WORK ITEM:
Output nothing except the lines from the one containing "in red shirt" through the final line of the data, both included, typed exactly, minus the pictures.

======== SUPPLIED MATERIAL

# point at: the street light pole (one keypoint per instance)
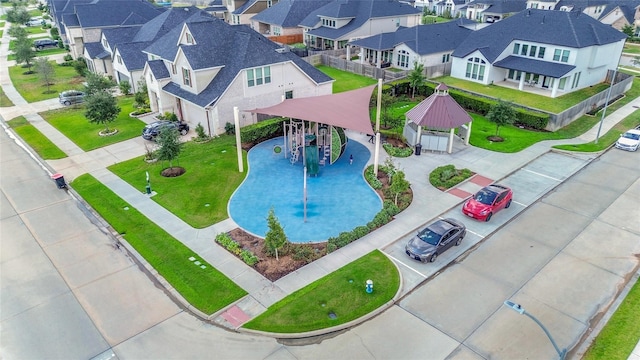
(517, 308)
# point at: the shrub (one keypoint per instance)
(445, 177)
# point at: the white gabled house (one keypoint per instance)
(203, 69)
(555, 51)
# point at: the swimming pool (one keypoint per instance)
(338, 199)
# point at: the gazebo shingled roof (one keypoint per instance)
(439, 111)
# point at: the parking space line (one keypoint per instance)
(543, 175)
(410, 268)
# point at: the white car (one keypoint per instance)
(630, 140)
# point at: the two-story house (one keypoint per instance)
(280, 22)
(203, 69)
(554, 51)
(335, 24)
(430, 45)
(86, 22)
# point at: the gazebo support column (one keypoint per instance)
(466, 138)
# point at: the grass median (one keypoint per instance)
(38, 142)
(333, 300)
(206, 289)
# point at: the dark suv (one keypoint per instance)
(151, 131)
(44, 43)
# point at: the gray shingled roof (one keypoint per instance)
(158, 69)
(237, 47)
(560, 28)
(288, 13)
(431, 38)
(553, 69)
(360, 11)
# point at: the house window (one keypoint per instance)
(258, 76)
(562, 83)
(541, 52)
(403, 59)
(576, 80)
(475, 68)
(186, 76)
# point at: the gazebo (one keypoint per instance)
(437, 114)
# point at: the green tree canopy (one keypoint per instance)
(101, 108)
(275, 238)
(169, 145)
(416, 77)
(501, 113)
(45, 72)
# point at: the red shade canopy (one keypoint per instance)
(349, 109)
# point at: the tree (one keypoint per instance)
(275, 237)
(501, 113)
(399, 185)
(24, 53)
(97, 83)
(102, 108)
(416, 77)
(169, 145)
(45, 72)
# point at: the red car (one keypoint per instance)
(487, 202)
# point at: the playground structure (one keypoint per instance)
(313, 143)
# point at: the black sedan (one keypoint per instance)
(435, 239)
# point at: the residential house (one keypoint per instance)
(241, 11)
(205, 68)
(430, 45)
(120, 49)
(554, 51)
(493, 10)
(335, 24)
(86, 22)
(280, 22)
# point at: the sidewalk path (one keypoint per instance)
(262, 292)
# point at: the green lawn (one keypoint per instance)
(541, 102)
(38, 142)
(341, 292)
(4, 100)
(31, 88)
(345, 80)
(201, 195)
(619, 337)
(206, 289)
(74, 125)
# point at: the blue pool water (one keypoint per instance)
(338, 198)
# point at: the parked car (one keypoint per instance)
(151, 131)
(435, 239)
(630, 140)
(488, 201)
(71, 97)
(44, 43)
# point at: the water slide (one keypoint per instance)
(311, 157)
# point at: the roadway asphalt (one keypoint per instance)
(69, 292)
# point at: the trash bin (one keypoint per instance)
(59, 179)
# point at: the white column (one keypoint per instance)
(236, 120)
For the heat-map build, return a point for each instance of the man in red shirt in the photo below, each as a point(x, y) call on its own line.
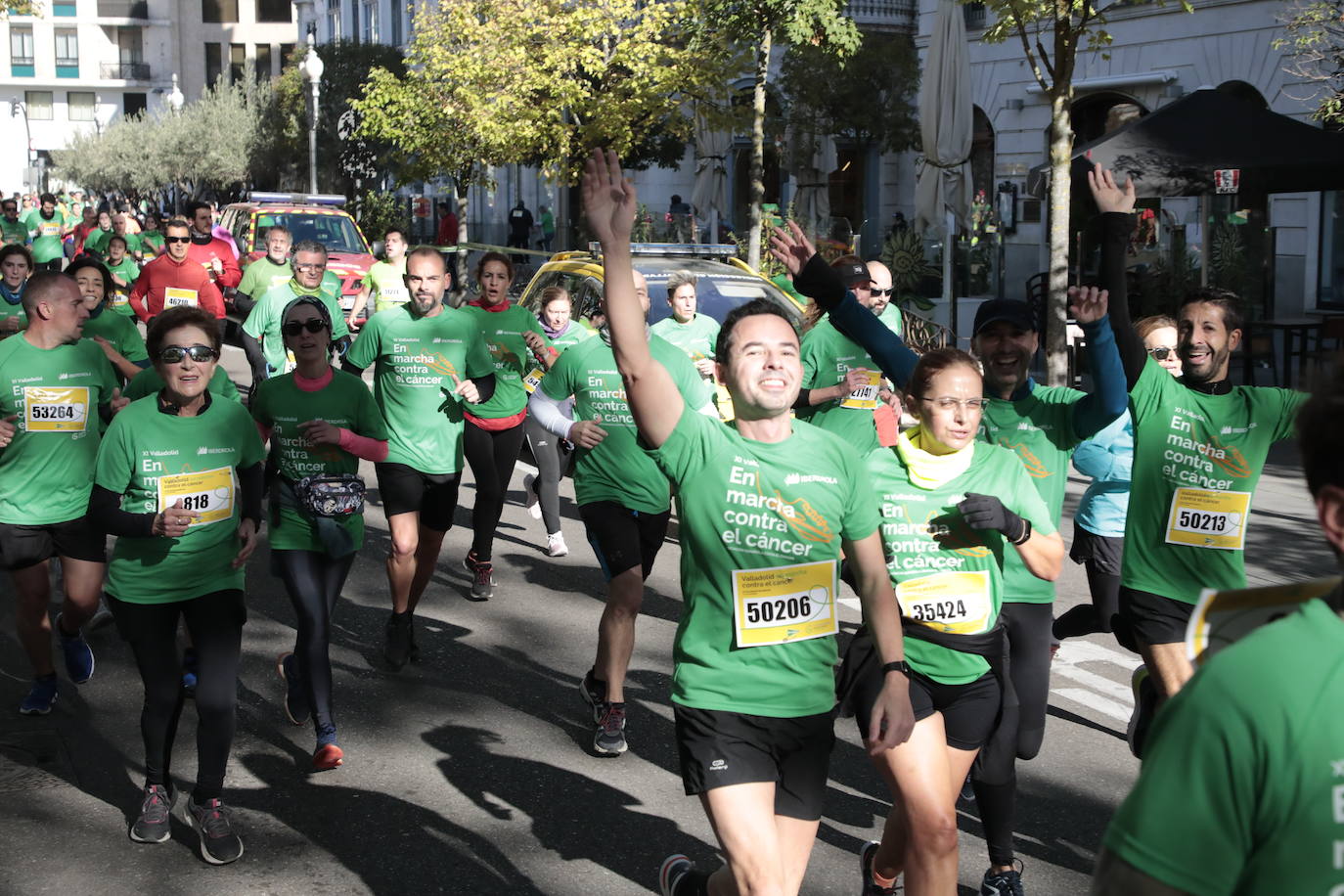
point(207, 250)
point(173, 278)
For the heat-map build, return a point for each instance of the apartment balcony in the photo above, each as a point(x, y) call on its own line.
point(888, 17)
point(124, 70)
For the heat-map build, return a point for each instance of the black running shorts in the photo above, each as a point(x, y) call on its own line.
point(722, 748)
point(621, 538)
point(405, 489)
point(25, 546)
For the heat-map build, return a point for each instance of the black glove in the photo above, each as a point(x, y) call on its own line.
point(988, 512)
point(820, 283)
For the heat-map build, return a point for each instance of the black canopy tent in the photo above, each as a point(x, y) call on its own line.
point(1176, 150)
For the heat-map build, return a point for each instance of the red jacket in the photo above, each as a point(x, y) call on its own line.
point(203, 252)
point(147, 295)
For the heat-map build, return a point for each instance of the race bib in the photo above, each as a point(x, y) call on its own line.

================

OUTPUT OF THE EXERCISE:
For the heat-map build, return a point for each instance of the man in red shirt in the photo below, each as a point(x, y) call on its own line.
point(207, 250)
point(173, 278)
For the heat-map build, return a point for each instance of the apartment balcony in the photo above, each as a point(x, y) call on its own line.
point(888, 17)
point(124, 70)
For the heat-map build, return a point for each instance of the black running shorts in the photo above, each as a point(x, y) call on its own line.
point(722, 748)
point(621, 538)
point(405, 489)
point(25, 546)
For the heat-map build, return a point for each instance of the black glove in the photo above, each as a point(x, y) call on its own line.
point(988, 512)
point(820, 283)
For the heat-map build, return a point for each instance of the black canopy tent in the photo above, each as a point(x, y) call on its own line.
point(1176, 150)
For the heat-map build, return a point for each instance of the red jacket in the photo above, each as a point(x, y) call on its own line.
point(203, 252)
point(147, 295)
For the heat-map build, return a point for each instance of the race bib in the photo above, each as a point(x, y) call on its own line.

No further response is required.